Hazreti Ebû Bekir'in
(radıyallahü anh) Resûlullaha olan sevgi ve muhabbeti pek
meşhurdur...
Muhammed bin Sa’îd Adenî
hazretleri Şafiî mezhebi fıkıh âlimlerindendir. "İbn-i Kebben"
adıyla meşhûr olmuştur. 776 (m. 1374) senesinde Yemen’de doğdu. 842
(m. 1438) senesinde aynı yerde vefât etti... Bir dersinde buyurdu
ki:
Her müminin Resûl-i ekremi
(sallallahü aleyhi ve sellem) sevmesi lâzımdır. Bir kimse
Resûlullahı canından, malından, evlâdından, ana ve babasından daha
çok sevmedikçe imânı kâmil bir mümin olamaz. Resûlullah efendimizi
seven, içinde imânın tadını duyar, Resûlullahı sevenler
arasına katılır. Allahü teâlânın kendilerine lütuf ve ihsânda
bulunduğu kimselerle arkadaş olur. Eshâb-ı kirâm (radıyallahü
anhüm), Resûlullah efendimizi canlarından daha çok seviyorlardı.
O’na kavuşmayı, O’na yakın olmayı, her şeye tercih ediyorlardı.
O’na hürmette kusur etmemek için bütün güçleri ile çalışıyorlardı.
O’na çok salât ve selâm okuyorlardı.
Hele Ebû Bekir'in (radıyallahü
anh) Resûlullaha olan sevgi ve muhabbeti pek
meşhurdur.
Hazreti Ömer, Resûlullahı
canından daha çok sevdiğini yemîn ile söylemiştir.
Hazreti Osman ve Hazreti Ali’nin
de Resûlullaha olan sevgi ve muhabbetleri malumdur. Hazreti Ali’den
şöyle bildirilmiştir: “Vallahi, Resûlullah bize, mallarımızdan,
çocuklarımızdan, babalarımızdan ve analarımızdan, hararetten yanan
ciğerlerin serin suya olan iştiyâklarından daha sevgilidir ve
kıymetlidir.”

_____

* _Yazılı Problem A_
Metne göre Muhammed bin Sa’îd Adenî hangi yılda ve nerede doğmuştur?
Metin ile girdiler birbirinden farklı kaynaklardan alınmıştır.

[Konum işaretleme veri kümesi alıntıları]

_____

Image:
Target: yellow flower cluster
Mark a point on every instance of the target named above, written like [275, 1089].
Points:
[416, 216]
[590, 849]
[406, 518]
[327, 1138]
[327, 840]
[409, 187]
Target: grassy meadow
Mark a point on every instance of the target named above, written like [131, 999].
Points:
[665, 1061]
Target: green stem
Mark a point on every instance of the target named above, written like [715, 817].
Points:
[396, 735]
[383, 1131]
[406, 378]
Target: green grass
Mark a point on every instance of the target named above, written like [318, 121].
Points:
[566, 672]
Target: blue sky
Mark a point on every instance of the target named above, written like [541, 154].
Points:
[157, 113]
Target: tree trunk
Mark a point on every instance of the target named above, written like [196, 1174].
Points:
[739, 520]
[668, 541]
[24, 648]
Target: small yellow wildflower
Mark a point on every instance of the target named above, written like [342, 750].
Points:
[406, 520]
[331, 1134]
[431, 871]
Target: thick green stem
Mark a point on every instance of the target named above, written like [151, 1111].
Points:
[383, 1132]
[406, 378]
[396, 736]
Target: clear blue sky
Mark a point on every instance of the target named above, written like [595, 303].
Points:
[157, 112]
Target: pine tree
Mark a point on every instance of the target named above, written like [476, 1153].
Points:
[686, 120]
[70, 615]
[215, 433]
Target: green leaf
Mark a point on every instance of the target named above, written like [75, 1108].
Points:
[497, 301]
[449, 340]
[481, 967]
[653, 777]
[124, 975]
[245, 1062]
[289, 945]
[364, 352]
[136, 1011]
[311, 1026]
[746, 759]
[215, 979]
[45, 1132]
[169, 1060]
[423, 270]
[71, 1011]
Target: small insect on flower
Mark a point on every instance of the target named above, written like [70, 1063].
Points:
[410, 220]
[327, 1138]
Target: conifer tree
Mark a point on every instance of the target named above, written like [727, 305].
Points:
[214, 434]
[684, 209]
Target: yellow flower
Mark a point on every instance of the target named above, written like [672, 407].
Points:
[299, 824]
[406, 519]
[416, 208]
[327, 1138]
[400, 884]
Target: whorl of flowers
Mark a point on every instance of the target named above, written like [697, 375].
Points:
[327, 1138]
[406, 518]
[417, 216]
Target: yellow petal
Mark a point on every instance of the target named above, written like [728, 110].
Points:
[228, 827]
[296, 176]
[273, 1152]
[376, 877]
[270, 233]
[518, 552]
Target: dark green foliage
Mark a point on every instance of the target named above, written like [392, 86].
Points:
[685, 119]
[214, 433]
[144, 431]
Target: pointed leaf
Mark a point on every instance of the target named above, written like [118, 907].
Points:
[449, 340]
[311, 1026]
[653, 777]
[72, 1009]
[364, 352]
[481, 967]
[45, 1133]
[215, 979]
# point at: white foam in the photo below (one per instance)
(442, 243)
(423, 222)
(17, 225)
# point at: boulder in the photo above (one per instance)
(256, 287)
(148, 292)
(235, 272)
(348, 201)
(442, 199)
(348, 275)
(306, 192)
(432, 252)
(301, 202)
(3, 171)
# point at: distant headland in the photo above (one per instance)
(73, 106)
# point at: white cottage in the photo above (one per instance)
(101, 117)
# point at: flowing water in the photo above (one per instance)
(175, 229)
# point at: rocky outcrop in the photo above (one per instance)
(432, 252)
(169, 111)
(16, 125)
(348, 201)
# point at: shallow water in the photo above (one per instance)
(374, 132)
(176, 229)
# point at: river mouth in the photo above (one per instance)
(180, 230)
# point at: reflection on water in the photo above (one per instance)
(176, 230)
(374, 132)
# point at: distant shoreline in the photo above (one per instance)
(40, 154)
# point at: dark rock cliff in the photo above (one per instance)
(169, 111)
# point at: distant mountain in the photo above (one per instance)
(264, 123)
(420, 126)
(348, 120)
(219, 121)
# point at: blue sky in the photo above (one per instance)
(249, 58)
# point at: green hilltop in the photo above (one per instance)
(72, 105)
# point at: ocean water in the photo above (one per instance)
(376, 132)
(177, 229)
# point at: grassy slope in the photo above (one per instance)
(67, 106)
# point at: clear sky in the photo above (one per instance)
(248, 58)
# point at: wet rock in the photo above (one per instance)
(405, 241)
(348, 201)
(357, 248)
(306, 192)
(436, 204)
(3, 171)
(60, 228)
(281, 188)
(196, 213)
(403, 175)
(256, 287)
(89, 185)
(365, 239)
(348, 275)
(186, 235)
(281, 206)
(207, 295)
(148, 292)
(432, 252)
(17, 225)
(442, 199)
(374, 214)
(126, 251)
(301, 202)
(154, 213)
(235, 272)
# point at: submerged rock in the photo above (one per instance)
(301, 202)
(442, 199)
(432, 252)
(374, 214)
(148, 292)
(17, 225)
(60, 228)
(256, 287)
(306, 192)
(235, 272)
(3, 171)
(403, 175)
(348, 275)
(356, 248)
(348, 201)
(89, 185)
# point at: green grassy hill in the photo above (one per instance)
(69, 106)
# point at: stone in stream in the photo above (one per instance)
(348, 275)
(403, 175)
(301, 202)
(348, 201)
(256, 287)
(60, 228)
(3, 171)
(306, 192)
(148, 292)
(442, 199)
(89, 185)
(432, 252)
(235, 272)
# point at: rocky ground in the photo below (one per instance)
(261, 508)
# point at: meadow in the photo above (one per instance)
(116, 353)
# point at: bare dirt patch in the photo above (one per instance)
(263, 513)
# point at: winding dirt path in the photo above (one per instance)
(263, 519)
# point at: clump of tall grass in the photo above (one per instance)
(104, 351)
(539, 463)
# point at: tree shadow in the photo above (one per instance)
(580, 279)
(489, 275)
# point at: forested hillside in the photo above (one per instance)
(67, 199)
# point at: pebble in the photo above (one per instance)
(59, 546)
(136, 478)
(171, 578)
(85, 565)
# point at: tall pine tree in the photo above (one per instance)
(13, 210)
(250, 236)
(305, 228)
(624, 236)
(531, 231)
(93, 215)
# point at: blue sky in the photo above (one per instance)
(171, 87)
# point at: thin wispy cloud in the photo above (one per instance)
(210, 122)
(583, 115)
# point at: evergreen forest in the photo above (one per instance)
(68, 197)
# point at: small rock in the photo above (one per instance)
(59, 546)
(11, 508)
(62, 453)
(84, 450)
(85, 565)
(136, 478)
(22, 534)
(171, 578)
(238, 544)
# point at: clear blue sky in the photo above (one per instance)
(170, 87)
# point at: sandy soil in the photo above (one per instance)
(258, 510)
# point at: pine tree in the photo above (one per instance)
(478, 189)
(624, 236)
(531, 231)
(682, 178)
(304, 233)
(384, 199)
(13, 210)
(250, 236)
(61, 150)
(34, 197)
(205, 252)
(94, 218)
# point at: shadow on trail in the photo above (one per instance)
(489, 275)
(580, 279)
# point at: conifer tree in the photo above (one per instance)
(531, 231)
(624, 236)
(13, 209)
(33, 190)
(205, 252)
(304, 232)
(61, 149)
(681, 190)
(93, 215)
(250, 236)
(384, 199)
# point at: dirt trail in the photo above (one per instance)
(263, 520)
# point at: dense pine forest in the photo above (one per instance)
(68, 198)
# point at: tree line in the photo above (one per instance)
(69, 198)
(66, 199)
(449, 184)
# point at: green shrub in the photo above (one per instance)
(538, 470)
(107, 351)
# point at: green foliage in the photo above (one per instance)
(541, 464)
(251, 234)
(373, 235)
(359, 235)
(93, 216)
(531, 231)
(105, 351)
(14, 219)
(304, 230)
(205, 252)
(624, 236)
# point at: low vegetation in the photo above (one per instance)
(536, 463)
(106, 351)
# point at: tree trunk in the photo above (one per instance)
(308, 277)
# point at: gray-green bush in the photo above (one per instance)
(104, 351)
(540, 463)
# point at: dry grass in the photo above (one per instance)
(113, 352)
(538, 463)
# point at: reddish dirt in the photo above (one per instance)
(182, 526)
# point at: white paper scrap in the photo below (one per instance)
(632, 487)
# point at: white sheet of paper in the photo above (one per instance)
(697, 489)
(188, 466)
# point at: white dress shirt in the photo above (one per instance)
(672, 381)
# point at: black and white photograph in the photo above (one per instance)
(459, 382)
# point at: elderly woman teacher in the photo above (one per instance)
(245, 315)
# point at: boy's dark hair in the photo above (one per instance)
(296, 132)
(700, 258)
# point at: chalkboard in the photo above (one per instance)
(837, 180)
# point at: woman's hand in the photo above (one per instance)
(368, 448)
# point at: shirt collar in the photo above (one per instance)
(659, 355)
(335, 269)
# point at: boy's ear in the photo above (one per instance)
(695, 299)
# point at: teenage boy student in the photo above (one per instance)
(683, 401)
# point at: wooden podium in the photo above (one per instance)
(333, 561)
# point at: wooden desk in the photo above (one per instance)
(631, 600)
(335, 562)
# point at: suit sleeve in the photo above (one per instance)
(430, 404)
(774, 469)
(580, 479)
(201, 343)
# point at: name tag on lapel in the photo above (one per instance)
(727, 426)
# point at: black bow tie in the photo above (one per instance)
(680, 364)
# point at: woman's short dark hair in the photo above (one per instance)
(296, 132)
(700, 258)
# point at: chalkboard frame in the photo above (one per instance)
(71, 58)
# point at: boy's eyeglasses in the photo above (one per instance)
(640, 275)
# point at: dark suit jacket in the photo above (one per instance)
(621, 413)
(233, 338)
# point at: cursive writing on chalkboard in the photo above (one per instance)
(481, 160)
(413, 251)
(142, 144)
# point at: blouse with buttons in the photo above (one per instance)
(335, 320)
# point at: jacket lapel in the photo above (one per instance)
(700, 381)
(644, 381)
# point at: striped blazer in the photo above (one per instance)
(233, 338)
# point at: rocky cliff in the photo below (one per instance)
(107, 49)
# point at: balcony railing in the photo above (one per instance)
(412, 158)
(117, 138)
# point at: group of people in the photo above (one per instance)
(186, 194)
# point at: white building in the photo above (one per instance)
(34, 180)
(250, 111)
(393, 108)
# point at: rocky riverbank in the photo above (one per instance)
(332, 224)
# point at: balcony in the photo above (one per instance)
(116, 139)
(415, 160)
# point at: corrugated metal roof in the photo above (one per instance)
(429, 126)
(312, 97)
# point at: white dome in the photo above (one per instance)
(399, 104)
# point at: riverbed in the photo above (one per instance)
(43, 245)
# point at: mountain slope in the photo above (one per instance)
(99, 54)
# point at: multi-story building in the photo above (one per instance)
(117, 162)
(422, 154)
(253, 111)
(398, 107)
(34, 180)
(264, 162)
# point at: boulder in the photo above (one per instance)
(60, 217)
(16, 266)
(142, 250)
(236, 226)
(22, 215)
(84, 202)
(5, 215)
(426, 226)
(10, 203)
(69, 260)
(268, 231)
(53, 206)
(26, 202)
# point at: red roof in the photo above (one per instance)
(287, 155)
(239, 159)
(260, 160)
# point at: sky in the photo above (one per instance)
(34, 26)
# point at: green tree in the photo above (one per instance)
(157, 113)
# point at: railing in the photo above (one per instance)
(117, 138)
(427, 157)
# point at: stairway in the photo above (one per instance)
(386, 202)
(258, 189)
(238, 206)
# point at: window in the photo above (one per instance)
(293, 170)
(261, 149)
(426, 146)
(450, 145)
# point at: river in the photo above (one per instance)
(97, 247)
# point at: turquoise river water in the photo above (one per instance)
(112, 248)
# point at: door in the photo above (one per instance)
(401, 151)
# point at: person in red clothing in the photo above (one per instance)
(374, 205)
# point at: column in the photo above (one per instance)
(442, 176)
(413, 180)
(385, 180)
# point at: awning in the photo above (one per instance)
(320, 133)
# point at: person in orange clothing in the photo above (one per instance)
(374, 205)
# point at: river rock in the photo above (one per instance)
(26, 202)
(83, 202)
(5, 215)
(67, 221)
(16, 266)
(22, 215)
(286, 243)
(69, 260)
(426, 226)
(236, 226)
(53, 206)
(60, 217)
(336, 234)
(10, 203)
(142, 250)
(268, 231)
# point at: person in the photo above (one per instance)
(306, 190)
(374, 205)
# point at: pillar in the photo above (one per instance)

_____

* _Yazılı Problem B_
Lütfen girdilerde "building" kelimesinin geçtiği satırların sayısını belirtin ve yalnızca sayıyı yazın.

* _Eksiksiz Yanıt A_
776 (m. 1374) senesinde Yemen’de doğmuştur.

* _Eksiksiz Yanıt B_
2